▸ Task to carry out
Transcribe the entries that follow, word for word.
[[ Source data open ]]
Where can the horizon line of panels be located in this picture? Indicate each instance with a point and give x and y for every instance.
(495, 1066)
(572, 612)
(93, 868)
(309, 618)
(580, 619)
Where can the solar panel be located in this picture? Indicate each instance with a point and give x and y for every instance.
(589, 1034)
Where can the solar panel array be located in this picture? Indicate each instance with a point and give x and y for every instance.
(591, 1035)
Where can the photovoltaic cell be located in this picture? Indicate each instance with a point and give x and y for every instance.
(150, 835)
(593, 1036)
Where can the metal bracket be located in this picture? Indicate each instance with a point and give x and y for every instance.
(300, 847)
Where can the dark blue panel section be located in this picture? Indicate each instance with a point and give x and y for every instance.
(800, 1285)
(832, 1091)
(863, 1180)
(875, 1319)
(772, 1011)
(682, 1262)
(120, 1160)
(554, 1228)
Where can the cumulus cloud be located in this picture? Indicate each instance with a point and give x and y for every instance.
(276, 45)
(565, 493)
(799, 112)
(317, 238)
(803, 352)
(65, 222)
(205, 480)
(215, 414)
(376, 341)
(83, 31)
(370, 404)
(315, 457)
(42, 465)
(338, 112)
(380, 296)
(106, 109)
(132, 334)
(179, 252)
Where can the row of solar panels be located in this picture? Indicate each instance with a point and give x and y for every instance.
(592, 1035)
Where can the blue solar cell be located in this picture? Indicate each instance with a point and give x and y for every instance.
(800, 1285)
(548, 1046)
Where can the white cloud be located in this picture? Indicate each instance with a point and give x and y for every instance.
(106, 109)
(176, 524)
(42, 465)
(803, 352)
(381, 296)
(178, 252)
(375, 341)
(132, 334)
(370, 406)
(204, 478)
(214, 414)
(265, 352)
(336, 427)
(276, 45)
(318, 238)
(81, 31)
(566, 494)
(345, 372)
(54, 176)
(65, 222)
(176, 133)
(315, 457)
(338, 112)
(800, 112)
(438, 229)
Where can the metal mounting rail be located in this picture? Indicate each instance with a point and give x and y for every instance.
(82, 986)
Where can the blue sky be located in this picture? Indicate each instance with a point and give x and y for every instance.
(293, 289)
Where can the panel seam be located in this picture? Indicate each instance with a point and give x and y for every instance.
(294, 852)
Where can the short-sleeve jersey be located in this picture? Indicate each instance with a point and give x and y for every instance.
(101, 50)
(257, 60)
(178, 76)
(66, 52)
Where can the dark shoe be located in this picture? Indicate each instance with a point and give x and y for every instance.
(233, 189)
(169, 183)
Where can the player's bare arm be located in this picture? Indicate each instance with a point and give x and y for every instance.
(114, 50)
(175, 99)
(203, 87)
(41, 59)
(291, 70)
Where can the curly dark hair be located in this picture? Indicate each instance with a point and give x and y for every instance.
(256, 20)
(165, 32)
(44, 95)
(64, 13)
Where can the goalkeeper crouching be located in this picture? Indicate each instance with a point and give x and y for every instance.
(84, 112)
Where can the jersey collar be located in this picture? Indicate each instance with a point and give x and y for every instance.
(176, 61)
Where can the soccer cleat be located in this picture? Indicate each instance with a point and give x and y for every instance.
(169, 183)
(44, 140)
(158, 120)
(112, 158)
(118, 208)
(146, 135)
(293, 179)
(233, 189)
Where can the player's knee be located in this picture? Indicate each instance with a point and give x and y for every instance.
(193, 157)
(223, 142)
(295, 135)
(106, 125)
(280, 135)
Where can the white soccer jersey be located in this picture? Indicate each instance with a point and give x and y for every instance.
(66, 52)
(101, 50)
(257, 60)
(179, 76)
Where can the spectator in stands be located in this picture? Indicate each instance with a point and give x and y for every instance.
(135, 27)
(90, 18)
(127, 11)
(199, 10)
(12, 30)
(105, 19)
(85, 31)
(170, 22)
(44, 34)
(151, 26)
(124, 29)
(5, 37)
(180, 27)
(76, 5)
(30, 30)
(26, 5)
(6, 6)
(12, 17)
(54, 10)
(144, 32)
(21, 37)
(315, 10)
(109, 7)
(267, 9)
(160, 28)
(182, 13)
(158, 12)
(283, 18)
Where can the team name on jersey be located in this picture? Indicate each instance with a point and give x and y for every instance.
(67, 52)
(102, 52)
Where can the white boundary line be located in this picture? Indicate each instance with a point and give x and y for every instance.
[[ Source data closed ]]
▸ Your solution
Where can the horizon line of panels be located in this picture? Indicate each instance with a point and give x and y for every instance.
(495, 1066)
(572, 612)
(93, 868)
(309, 618)
(580, 619)
Where can the solar panel be located in this picture? Indicate each instance with a point and give x and y for every instance.
(589, 1034)
Where can the solar panel array be located in this picture? Indicate each instance with a point and give x and y for every instance.
(591, 1035)
Where can the photovoltaic cell be located in this picture? Indicate each instance with a point and give x and y for every instance.
(150, 835)
(593, 1036)
Where can the metal bracket be located in this picture? Indicate each instance with a point and give x and y for every instance.
(300, 847)
Where can the dark blue panel section be located in this picture? Indicate each instance with a point and give x and y for every instance.
(800, 1285)
(832, 1091)
(863, 1180)
(875, 1319)
(772, 1011)
(682, 1262)
(120, 1160)
(554, 1228)
Where can the cumulus cloud be located in this picture? Indicate each instance with a point and give x and y for every instance.
(276, 45)
(565, 493)
(799, 112)
(317, 238)
(803, 352)
(65, 222)
(205, 480)
(215, 414)
(376, 341)
(83, 31)
(370, 404)
(315, 457)
(42, 465)
(338, 112)
(380, 296)
(106, 109)
(132, 334)
(179, 252)
Where can the row of solar panels be located in this picture? Indicate each instance with a point and give x and y for every instance.
(592, 1035)
Where can the blue solar cell be located in this picture? Indicate each instance with a point and give x and y for every instance.
(800, 1285)
(548, 1046)
Where can the white cloud be located in this picture? Indicate each instance with a point and give x and y for every instance.
(106, 109)
(176, 524)
(42, 465)
(803, 352)
(381, 296)
(178, 252)
(375, 341)
(132, 334)
(370, 406)
(204, 478)
(214, 414)
(265, 352)
(336, 427)
(276, 45)
(318, 238)
(81, 31)
(566, 494)
(345, 372)
(54, 176)
(65, 222)
(176, 133)
(315, 457)
(338, 112)
(800, 112)
(438, 229)
Where can the metal mounting rail be located in this picture? Indicate each instance with a point and give x and y for every instance.
(82, 986)
Where can the blue sky be located in this picture? Indicate each instance with a point and give x and y for every instance.
(293, 289)
Where can the panel seam be located in this picture? Indicate each instance with a point and give x and y for every instance.
(294, 852)
Where can the short-sleeve jersey be located in this picture? Indicate each instance with a point and give x and y for every instance.
(101, 50)
(257, 60)
(178, 76)
(66, 52)
Where can the dark shoe be located in this picture? Indicate each instance with a point and give x and y for every instance.
(233, 189)
(169, 183)
Where can the player's bare arm be located in this picture? Indicate each instance with a point and give x and y for every instance.
(114, 50)
(175, 99)
(203, 87)
(41, 59)
(291, 70)
Where can the curly dark hair be located in this picture? Indicate each instance with a point and give x and y for every instance.
(256, 20)
(165, 32)
(44, 95)
(64, 13)
Where can the goalkeeper crouching be located in this picture? Indicate each instance with a point and give x and y for every instance.
(84, 112)
Where can the jersey collar be located in this picture? Indicate each instance with a point and give x and y for every instance.
(176, 61)
Where can the soccer cleat be located in this picture? Indicate each instance with a point and give x and y for every instance.
(169, 183)
(44, 140)
(158, 120)
(112, 158)
(118, 208)
(146, 135)
(293, 179)
(233, 189)
Where can the player's knee be located in this picture? Indicate each instance with a point and give x and y for every instance.
(193, 157)
(223, 142)
(295, 135)
(106, 125)
(280, 135)
Where can the white soccer jersey be located in this picture? Indicate each instance with a point and give x and y for every instance.
(66, 52)
(101, 50)
(257, 60)
(179, 76)
Where can the spectator in stands be located in this picture? Indicate each instance with a point and give x and y for every instance.
(135, 27)
(90, 18)
(127, 11)
(199, 10)
(12, 30)
(105, 19)
(85, 31)
(170, 22)
(44, 34)
(151, 26)
(124, 29)
(5, 37)
(180, 27)
(76, 5)
(30, 30)
(26, 5)
(6, 6)
(12, 17)
(54, 10)
(144, 32)
(21, 37)
(315, 10)
(109, 7)
(267, 9)
(160, 28)
(182, 13)
(158, 12)
(283, 18)
Where can the team name on jersey be located in this picture? Indicate each instance with a point and give x and y for every instance.
(67, 52)
(102, 52)
Where can the white boundary line be located in this picture? Indicate each instance with a point and give x and y for every instance.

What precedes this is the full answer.